STATED GOAL A.
Report each line in the rows below that contains the string "covered", and copy every such line in full. Case counts when matching.

EXCERPT PROVIDED.
## START

BookmarkSubscribeRSS Feed
🔒 This topic is solved and locked. Need further help from the community? Please sign in and ask a new question.
pinkyc
Calcite | Level 5

s I think this is as much a logic question as SAS, but suppose input data looks like this:

Pat_ID     Pat_stat     Charge_code     Discharge

AA          10               11                         9/22/2012

BB          30               11                         5/11/2012

CC          10               55                         12/13/2012

DD           20               11                         6/4/2012

EE          30               55                         12/3/2012

The observations where pat_stat = 30, where charge_code <> 11 and Discharge after 12/1/2012 are to be selected.  However, an observation could have one, two or all three of those criteria (Pat_ID EE).  What is the best way to find the exact records that have these criteria but also determine if they overlap?  Such as, datasets that include ones with just pat_stat = 30, charge_code <> 11, or discharge > 12/1/2012 but also can pinpoint which ones have two of those criteria or three. For example, if I specify if charge_code <> 11, EE is included but it also has pat_stat = 30.  But I want to select it such that I can tell EE also has pat_stat = 30 and it has multiple criteria.

1 ACCEPTED SOLUTION

Accepted Solutions
ballardw
Super User

Code to read the data, create the flag and then print the results:

data have;
informat discharge mmddyy10.;
input Pat_ID  $   Pat_stat     Charge_code     Discharge ;
flag = cats( (pat_stat=30), (charge_code NE 11),(discharge > '01DEC2012'd) );
format discharge mmddyy10.;
datalines;
AA          10               11                         9/22/2012
BB          30               11                         5/11/2012
CC          10               55                         12/13/2012
DD          20               11                         6/4/2012
EE          30               55                         12/3/2012
;
run;

proc print data=have;
var Pat_ID  Pat_stat     Charge_code     Discharge   flag;
run;

Results: (minus the column headers cut by the forum)

1AA101109/22/2012000
2BB301105/11/2012100
3CC105512/13/2012011
4DD201106/04/2012000
5EE305512/03/2012111

So the flag on the first row: Pat_stat is not 30 so the first position of the flag is 0 for false

charge_code IS 11 (not <>) so is also 0 and the date is not greate than 12/01/2012 so 0.

In the second row the Pat_stat is 30 so the first position 1 for true and the remainder are 0 as both are false

In the third row charge_code <> 11 so the 2nd position is 1 and the date is larger so it is true.

This type of flag requires that you constantly be aware of the meaning for each position.

An additional exercise for the interested reader is to build a custom format for each value of flag and then use that format for display to describe what is going one.

An advantage AND weakness to this approach: You can have a lot of comparisons represented, 2^n where n is the number of comparisons. So you can build something hard to interpret quickly. Also if you don't specify a length for the flag variable you'll get a 200 character default.

A third approach would be three separate flags coded 0/1.Proc summary with the flags as class variables could get you a count of the combinations of 1,2 or 3 taken at a time.

## END

STATED GOAL B.
Pick up the SAS forum thread above on flagging records that meet several selection criteria, and continue it from the last sentence shown.

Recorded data
## START

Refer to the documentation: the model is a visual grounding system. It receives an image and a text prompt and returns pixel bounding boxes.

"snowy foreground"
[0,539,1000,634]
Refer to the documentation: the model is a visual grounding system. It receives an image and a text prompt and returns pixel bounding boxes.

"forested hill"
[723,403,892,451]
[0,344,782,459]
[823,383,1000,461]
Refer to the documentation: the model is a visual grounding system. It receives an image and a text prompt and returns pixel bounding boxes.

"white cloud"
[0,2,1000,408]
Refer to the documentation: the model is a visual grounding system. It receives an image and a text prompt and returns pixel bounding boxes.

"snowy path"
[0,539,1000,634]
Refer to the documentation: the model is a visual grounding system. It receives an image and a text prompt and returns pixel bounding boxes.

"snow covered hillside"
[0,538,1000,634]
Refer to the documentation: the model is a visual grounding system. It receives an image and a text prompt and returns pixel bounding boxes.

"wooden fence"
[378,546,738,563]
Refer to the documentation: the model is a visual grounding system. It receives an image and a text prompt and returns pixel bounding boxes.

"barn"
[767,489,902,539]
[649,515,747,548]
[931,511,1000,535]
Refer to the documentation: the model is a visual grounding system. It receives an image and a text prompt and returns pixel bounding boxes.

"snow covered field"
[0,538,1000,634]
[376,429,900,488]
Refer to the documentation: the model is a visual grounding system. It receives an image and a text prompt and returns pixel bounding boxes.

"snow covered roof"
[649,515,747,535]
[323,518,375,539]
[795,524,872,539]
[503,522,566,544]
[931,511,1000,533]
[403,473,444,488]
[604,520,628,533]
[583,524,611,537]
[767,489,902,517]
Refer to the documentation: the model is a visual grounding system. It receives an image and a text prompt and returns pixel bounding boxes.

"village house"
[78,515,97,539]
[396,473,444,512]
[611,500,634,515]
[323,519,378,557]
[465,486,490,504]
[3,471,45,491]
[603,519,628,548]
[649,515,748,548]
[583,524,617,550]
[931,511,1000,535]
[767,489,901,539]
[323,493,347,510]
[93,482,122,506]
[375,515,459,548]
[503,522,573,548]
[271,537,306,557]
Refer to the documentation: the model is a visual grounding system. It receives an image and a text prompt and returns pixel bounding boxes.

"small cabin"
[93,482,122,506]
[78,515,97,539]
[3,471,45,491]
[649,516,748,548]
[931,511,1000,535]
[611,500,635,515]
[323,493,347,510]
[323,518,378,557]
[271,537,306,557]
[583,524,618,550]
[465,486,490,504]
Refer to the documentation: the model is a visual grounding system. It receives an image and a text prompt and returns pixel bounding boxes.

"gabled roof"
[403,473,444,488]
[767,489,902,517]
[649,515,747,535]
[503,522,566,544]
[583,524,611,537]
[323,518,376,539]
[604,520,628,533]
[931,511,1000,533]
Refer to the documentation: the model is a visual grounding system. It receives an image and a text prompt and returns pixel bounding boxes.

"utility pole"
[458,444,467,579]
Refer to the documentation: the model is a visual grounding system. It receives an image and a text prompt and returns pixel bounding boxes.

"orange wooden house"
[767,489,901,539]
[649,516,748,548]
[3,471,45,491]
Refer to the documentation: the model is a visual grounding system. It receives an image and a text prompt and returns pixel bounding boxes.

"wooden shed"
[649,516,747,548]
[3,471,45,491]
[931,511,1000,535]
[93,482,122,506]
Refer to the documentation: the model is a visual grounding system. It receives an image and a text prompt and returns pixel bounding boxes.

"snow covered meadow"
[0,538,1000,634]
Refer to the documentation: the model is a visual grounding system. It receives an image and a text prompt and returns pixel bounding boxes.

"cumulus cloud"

## END

FINAL ANSWER A.
"snow covered hillside"
"snow covered field"
"snow covered roof"
"snow covered meadow"

FINAL ANSWER B.
View solution in original post

7 REPLIES 7
RW9
Diamond | Level 26 RW9
Diamond | Level 26

Sorry, not following your logic, could you provide an example required output?

pinkyc
Calcite | Level 5

Ballard got the gist of what I was aiming for, though I was hoping there'd be an easier way around the logic but I suppose there isn't a shortcut.  But to give an example:

Dataset pat_stat = 30 ONLY

Pat_ID

BB

EE

Dataset charge_code <> 11 ONLY

Pat_ID

CC

EE

Dataset Pat_stat = 30 AND charge_code <> 11

Pat_ID

EE

Basically, EE would appear in each three of these specifications, but it's redundant in the pat_stat = 30 only and charge_code <> 11 only outputs.  Since there are quite a few observations, I suppose I'll just have to do successive and/or statements to narrow it down.

ballardw
Super User

As I mentioned, the approach could depend on what you are doing next. How are you going to use the inclusion/exclusion?

Another approach is to create a text flag variable that would contain a series of 0 and 1 to summarize the conditions met.

Something like:

flag = cats( (pat_stat=30), (charge_code NE 11),(discharge > '01DEC2012'd) );

if all are true then Flag looks like 111, none 000, only the first true 100. You could then run frequencies on Flag for distributions and counts, use the Flag to select subsets such as:

where flag in ('010','011') .

pinkyc
Calcite | Level 5

Yes, thank you I was just clarifying my question to answer RW9.

For my purposes, nothing further with data analysis but creating a report where I can quantify how many have 1, 2 or all 3 criteria.  Right now I can only say x have 1, y have 2 and z have 3 without being able to actually give detail on how many have 1 or 2 or 3.

The flag approach is just what I was looking for, I will try it out thanks!

pinkyc
Calcite | Level 5

I was wondering if you could give an example on how to actually set/call create the flag variable for those conditions?  I did use the snippet you gave but for some reason I don't think I'm using it correctly.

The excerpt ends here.